## begin RECORDS PROVIDED
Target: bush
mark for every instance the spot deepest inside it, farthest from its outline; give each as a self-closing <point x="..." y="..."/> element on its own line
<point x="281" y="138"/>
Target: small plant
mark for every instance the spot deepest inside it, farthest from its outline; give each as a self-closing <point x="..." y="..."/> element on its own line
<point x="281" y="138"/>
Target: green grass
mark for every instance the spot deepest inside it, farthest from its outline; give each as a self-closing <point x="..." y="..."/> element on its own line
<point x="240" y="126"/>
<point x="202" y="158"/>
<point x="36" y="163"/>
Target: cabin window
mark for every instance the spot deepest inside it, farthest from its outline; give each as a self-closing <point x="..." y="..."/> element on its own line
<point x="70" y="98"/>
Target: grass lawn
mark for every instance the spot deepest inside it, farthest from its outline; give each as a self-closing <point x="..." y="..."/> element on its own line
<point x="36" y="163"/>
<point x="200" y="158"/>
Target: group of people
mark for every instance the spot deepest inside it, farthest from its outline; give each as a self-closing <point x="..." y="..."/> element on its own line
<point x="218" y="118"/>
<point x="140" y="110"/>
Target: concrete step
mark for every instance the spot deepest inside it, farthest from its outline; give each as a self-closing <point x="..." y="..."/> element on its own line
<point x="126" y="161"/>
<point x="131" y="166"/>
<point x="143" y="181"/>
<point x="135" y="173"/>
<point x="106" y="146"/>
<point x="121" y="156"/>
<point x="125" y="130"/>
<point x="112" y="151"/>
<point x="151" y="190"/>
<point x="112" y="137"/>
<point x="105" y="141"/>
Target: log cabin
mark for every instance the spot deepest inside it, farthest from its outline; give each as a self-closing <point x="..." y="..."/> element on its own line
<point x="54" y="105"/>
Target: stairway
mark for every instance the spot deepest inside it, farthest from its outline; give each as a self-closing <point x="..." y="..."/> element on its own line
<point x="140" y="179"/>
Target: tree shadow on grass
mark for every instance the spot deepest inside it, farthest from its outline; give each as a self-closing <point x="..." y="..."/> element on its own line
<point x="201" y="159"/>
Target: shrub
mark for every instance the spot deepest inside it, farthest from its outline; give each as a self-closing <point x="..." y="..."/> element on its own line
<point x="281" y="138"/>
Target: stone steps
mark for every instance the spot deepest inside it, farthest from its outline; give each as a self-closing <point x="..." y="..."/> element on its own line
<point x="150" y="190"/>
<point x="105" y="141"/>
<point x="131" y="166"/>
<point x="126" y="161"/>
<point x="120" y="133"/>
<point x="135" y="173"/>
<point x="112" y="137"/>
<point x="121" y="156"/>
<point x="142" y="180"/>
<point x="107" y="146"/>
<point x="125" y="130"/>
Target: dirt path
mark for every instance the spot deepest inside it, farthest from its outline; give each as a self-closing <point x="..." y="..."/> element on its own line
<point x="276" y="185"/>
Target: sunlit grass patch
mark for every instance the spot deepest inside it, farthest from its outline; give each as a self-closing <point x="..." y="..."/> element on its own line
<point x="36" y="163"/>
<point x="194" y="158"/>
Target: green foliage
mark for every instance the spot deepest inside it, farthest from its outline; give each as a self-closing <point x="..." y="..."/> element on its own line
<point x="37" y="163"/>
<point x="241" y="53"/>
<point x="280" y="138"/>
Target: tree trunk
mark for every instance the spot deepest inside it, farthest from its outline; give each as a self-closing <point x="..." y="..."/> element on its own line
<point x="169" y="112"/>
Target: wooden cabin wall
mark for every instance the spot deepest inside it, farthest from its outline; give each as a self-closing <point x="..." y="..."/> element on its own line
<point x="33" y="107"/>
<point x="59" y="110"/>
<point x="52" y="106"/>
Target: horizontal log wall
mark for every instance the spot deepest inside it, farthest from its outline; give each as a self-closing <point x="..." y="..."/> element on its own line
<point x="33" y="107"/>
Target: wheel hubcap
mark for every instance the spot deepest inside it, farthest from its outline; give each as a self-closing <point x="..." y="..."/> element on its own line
## end RECORDS PROVIDED
» **WHAT IS BEING ASKED**: Copy out each record exactly as given, omitting none.

» **WRITTEN SOLUTION**:
Target: bush
mark for every instance the spot deepest inside it, farthest from its outline; give each as a self-closing <point x="..." y="..."/> element on its own line
<point x="281" y="138"/>
Target: small plant
mark for every instance the spot deepest inside it, farthest from its outline; give each as a self-closing <point x="..." y="..."/> element on its own line
<point x="281" y="138"/>
Target: green grass
mark for every instance the spot deepest inside it, farthest from its outline; give each as a self-closing <point x="..." y="..."/> element on its own line
<point x="240" y="126"/>
<point x="202" y="158"/>
<point x="36" y="163"/>
Target: cabin window
mark for every instance the spot deepest inside it, farthest from its outline; give each as a self-closing <point x="..." y="..."/> element on its own line
<point x="70" y="98"/>
Target: grass lawn
mark for every instance the spot deepest inside it, farthest from its outline; give each as a self-closing <point x="..." y="..."/> element on its own line
<point x="36" y="163"/>
<point x="200" y="158"/>
Target: group of people
mark for every instance the spot deepest inside it, farthest from its outline; give each as a self-closing <point x="..." y="..."/> element on its own line
<point x="218" y="118"/>
<point x="140" y="110"/>
Target: concrete step
mark for every instance the spot deepest inside it, farthest from its outline; give each as a self-closing <point x="..." y="..."/> element on its own line
<point x="126" y="161"/>
<point x="131" y="166"/>
<point x="143" y="181"/>
<point x="135" y="173"/>
<point x="106" y="146"/>
<point x="121" y="156"/>
<point x="125" y="130"/>
<point x="112" y="151"/>
<point x="151" y="190"/>
<point x="112" y="137"/>
<point x="105" y="141"/>
Target: log cabin
mark for every instance the spot deepest inside it, farthest from its outline; give each as a self-closing <point x="..." y="..."/> element on its own line
<point x="54" y="105"/>
Target: stairway
mark for every instance the spot deepest inside it, farthest from its outline; give each as a self-closing <point x="..." y="..."/> element on its own line
<point x="140" y="179"/>
Target: tree shadow on grass
mark for every instance the spot deepest inside it, farthest from its outline; give each as a self-closing <point x="..." y="..."/> element on its own line
<point x="201" y="159"/>
Target: shrub
mark for every instance the spot deepest inside it, farthest from its outline; give each as a self-closing <point x="..." y="..."/> element on its own line
<point x="281" y="138"/>
Target: stone steps
mark for every instance the spot deepest inside it, farthest from its outline; give each as a self-closing <point x="..." y="..."/> element on its own line
<point x="150" y="190"/>
<point x="105" y="141"/>
<point x="131" y="166"/>
<point x="126" y="161"/>
<point x="120" y="133"/>
<point x="135" y="173"/>
<point x="112" y="137"/>
<point x="121" y="156"/>
<point x="142" y="180"/>
<point x="107" y="146"/>
<point x="125" y="130"/>
Target: dirt path
mark for every instance the spot deepest inside it, farthest from its outline; give each as a self-closing <point x="..." y="..."/> element on its own line
<point x="276" y="185"/>
Target: sunlit grass patch
mark for every instance the spot deepest inside it, farthest from its outline; give each as a self-closing <point x="..." y="..."/> element on its own line
<point x="36" y="163"/>
<point x="194" y="158"/>
Target: green foliage
mark for every instance the spot deepest inside it, farthest from its outline; give each as a self-closing <point x="..." y="..."/> element on its own line
<point x="37" y="163"/>
<point x="241" y="53"/>
<point x="280" y="138"/>
Target: tree trunk
mark for every instance the spot deepest inside it, farthest from its outline; give each as a self-closing <point x="..." y="..."/> element on its own line
<point x="169" y="112"/>
Target: wooden cabin wall
mark for every instance the spot deepest inside it, farthest from its outline; give each as a self-closing <point x="..." y="..."/> element on its own line
<point x="33" y="107"/>
<point x="59" y="110"/>
<point x="52" y="106"/>
Target: horizontal log wall
mark for every instance the spot deepest inside it, farthest from its outline; give each as a self-closing <point x="..." y="..."/> element on its own line
<point x="33" y="107"/>
Target: wheel hubcap
mark for every instance the spot deepest inside it, farthest from its outline; give each as a self-closing <point x="..." y="..."/> element on its own line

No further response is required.